**SET EXERCISE**. Copy the listing below line for line, keeping every character as it is.

(Entries from a pointing dataset)
============================================================

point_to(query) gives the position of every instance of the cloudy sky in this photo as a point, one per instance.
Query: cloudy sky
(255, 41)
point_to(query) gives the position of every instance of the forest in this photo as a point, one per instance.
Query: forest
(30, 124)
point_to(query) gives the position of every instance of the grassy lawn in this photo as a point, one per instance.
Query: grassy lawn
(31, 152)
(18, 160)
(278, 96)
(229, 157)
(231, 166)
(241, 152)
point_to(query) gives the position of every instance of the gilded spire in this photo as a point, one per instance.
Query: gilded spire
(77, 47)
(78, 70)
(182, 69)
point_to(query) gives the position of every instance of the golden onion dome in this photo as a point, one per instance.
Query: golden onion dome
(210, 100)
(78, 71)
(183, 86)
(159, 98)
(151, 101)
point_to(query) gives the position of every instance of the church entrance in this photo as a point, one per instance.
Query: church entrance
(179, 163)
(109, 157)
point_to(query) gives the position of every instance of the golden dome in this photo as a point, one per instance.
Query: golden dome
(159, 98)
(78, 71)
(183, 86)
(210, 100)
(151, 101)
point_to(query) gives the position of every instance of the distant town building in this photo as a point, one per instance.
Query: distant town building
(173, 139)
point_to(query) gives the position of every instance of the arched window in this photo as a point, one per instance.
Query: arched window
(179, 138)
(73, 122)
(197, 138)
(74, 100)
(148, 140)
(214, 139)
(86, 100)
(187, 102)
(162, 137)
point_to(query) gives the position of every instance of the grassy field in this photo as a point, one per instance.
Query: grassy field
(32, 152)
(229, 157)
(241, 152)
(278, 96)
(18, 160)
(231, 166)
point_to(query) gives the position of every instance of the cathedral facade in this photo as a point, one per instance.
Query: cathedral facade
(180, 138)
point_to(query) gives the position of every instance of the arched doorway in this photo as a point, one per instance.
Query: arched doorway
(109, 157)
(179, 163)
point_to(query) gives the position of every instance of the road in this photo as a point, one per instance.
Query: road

============================================================

**WRITTEN ANSWER**.
point_to(query) gives the position of every instance of the cloudy sky in this photo as a point, one per instance.
Query: cloudy sky
(255, 41)
point_to(query) gives the position of every instance of the forest in this photo as a point, one per instance.
Query: forest
(30, 124)
point_to(query) gives the position of every instance of the grassy lawn in this photo as a point, one per instance.
Query: grassy lawn
(31, 152)
(18, 160)
(278, 96)
(229, 157)
(231, 166)
(241, 152)
point_to(query) gives the position of every instance of the gilded spire in this photo as a point, one per instance.
Query: gilded spire
(77, 47)
(78, 70)
(182, 69)
point_to(query) gives the position of every instance of the golden onion dome in this photo as a point, one per instance.
Query: golden onion dome
(210, 100)
(78, 71)
(183, 86)
(159, 98)
(151, 101)
point_to(query) gives the position of every instance of the church entrance in this photo as a point, one per instance.
Query: church entrance
(179, 163)
(109, 157)
point_to(query) gives the position of every instance of the golden dome in this photo as a point, one per instance.
Query: golden dome
(159, 98)
(78, 71)
(183, 86)
(210, 100)
(151, 101)
point_to(query) gives the position of every instance of the distant town building in this photo as a point, one per instance.
Query: distant town building
(173, 139)
point_to(query) gives the position of every instance of the arched window in this photo as a point, one per instance.
Query: arched window
(179, 138)
(73, 122)
(197, 138)
(74, 100)
(148, 140)
(214, 139)
(86, 100)
(187, 102)
(162, 137)
point_to(query) gives the position of every instance of the grassy field in this photo as a point, one per instance.
Query: grassy field
(32, 152)
(229, 157)
(241, 152)
(278, 96)
(18, 160)
(231, 166)
point_to(query) gives the position of every instance of the cathedral facade in this photo as a point, one per instance.
Query: cathedral facade
(180, 138)
point_to(query) gives the position of every instance of the arched doorway in this photo as a point, one per instance.
Query: arched doorway
(109, 157)
(179, 163)
point_to(query) gives the position of every instance of the road in this photo as a point, one per instance.
Query: road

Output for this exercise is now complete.